▸ TO DO
Each line from the one containing "Give one point for each instance of the oven rack in" through the last line of the data below is to be written out verbatim, and nothing more.

▸ Data records
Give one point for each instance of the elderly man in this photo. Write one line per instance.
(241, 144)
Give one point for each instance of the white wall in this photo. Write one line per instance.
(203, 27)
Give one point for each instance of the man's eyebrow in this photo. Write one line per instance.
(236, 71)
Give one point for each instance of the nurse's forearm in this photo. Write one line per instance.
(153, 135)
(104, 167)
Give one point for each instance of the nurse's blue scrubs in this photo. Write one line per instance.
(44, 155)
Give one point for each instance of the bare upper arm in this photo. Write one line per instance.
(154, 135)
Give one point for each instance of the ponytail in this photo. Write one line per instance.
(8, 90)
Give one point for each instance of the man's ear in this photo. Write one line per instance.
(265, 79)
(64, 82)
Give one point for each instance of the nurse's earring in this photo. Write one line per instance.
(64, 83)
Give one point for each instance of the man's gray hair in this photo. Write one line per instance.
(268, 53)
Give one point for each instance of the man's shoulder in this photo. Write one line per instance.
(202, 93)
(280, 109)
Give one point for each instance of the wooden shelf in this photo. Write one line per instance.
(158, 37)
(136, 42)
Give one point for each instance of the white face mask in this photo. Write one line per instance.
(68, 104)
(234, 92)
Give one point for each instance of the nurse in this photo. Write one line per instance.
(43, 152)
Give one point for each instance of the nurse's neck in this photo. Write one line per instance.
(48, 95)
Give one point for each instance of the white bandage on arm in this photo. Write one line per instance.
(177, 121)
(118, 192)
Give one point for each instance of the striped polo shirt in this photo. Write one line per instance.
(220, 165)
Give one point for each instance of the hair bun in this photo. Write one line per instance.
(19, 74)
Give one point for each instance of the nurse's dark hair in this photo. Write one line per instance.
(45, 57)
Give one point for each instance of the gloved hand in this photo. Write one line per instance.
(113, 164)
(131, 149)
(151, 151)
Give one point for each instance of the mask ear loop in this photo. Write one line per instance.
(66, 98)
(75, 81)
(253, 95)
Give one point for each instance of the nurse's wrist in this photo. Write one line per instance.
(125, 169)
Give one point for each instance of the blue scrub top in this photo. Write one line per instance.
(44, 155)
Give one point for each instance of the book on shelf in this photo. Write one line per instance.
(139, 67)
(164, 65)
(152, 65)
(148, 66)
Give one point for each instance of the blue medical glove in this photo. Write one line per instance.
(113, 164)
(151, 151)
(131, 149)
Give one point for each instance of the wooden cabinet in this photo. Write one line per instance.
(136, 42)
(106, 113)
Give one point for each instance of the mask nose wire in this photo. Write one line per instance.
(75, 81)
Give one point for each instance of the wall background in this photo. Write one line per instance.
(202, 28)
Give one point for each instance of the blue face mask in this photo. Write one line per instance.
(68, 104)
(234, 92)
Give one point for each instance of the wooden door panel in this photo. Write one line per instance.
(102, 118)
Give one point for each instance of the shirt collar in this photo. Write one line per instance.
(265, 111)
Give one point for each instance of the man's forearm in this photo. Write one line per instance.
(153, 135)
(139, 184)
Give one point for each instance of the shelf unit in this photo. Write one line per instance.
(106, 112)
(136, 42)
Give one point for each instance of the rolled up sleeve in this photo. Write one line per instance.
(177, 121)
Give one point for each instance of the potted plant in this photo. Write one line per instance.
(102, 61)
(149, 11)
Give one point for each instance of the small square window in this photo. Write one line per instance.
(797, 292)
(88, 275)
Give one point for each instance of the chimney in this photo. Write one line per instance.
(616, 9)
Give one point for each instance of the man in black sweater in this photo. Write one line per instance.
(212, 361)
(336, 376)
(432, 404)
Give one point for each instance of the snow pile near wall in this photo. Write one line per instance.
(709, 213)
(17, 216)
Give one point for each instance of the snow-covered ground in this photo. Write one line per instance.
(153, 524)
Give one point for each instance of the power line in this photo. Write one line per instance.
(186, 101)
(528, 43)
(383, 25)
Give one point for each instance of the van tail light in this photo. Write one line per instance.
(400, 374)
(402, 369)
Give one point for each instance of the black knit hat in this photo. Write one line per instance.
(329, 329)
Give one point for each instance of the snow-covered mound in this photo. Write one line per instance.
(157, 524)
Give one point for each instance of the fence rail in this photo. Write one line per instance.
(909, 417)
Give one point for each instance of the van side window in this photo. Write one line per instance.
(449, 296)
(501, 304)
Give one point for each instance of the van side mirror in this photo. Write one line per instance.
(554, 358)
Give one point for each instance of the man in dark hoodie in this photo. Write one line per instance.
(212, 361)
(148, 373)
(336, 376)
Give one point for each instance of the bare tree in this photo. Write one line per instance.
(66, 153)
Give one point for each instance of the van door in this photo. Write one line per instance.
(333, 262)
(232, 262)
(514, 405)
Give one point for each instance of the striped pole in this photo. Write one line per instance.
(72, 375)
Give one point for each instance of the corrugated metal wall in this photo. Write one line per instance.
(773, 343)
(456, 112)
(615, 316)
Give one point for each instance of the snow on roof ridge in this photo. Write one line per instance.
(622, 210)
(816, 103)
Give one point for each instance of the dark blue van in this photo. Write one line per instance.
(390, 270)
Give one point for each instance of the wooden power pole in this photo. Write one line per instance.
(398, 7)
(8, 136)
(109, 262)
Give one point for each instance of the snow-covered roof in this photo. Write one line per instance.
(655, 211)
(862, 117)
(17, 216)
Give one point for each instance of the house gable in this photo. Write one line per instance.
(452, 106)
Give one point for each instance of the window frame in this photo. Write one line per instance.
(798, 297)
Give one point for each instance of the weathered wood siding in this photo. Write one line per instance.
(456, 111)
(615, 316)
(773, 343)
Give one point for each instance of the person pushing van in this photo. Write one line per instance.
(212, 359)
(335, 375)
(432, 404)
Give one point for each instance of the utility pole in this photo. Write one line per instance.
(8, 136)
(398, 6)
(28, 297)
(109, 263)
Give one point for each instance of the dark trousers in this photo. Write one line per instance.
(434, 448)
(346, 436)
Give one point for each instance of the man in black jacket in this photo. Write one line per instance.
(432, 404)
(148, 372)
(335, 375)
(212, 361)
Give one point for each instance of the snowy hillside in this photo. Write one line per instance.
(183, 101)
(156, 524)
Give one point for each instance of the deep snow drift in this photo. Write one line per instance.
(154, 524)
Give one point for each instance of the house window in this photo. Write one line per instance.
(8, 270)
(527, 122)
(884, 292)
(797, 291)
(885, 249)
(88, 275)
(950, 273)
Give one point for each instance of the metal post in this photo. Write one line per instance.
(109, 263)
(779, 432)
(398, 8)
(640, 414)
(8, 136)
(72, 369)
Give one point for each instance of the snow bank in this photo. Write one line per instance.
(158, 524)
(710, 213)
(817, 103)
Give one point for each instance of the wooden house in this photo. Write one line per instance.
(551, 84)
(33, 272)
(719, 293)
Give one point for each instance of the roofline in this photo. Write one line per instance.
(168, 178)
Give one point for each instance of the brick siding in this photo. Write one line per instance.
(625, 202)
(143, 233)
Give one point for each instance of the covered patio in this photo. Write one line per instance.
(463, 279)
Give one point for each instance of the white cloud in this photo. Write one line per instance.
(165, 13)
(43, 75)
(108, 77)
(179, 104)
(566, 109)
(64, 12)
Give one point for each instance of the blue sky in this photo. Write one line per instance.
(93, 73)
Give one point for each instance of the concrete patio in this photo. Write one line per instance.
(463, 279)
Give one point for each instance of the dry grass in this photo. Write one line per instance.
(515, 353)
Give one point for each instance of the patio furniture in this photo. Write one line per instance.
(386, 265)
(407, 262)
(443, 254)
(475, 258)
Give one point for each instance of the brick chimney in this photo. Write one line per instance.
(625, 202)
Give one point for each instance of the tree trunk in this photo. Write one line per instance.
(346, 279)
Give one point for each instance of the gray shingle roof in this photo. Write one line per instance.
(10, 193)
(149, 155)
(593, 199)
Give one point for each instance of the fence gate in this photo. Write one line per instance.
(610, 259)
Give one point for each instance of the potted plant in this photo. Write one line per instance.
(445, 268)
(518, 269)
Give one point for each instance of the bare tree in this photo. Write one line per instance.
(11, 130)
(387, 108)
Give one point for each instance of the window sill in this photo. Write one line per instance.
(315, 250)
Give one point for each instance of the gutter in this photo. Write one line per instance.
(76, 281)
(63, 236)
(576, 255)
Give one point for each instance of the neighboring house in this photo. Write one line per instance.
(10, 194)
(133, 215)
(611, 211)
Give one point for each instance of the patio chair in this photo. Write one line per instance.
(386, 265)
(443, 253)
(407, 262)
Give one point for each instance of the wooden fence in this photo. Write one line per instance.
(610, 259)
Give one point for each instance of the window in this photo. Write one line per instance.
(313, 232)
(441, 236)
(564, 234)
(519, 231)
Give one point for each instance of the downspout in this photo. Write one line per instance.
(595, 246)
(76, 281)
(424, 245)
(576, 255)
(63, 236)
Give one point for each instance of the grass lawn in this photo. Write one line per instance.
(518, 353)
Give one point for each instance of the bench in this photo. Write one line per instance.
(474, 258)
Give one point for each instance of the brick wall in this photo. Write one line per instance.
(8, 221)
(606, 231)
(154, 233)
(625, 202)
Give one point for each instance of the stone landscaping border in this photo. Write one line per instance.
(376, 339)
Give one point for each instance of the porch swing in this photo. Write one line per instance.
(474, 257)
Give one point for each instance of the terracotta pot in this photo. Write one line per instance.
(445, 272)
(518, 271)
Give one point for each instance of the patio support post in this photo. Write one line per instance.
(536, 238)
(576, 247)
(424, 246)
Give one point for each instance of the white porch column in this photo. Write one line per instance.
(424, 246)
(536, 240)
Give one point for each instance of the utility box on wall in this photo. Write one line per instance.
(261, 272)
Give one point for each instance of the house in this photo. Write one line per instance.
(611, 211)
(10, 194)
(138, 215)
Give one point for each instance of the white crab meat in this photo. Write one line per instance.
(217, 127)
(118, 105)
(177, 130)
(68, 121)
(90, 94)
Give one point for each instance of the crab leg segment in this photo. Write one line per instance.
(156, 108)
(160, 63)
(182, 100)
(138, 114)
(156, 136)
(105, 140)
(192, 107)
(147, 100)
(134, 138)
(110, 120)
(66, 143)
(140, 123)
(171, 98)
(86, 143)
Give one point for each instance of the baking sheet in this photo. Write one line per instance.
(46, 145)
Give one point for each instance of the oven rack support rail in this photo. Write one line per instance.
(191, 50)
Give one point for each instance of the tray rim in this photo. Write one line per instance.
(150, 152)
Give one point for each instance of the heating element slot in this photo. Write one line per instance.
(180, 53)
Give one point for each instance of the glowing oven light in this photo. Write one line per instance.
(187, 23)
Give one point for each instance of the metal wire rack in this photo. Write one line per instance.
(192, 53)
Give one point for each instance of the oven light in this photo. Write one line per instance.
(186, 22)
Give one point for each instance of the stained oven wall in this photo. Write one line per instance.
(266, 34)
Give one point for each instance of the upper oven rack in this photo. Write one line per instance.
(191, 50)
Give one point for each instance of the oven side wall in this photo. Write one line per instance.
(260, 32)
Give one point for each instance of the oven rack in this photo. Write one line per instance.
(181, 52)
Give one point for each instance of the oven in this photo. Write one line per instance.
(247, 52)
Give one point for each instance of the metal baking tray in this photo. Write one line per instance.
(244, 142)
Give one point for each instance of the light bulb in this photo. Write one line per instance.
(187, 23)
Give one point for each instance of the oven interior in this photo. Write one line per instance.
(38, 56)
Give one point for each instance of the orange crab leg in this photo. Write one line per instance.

▸ EXERCISE RESPONSE
Give one point for each instance of the oven rack in this photo. Write one line per instance.
(181, 52)
Give one point for each instance of the oven in this photo. Write one line per instance.
(247, 52)
Give one point for each instance of the metal baking tray in this photo. Write one line per instance.
(244, 142)
Give one point for each instance of the light bulb in this photo. Write one line per instance.
(187, 23)
Give one point for each instance of the oven interior in this photo. Write one line per instance.
(38, 56)
Give one point for each instance of the orange crab leg in this photo. Write one line per instance.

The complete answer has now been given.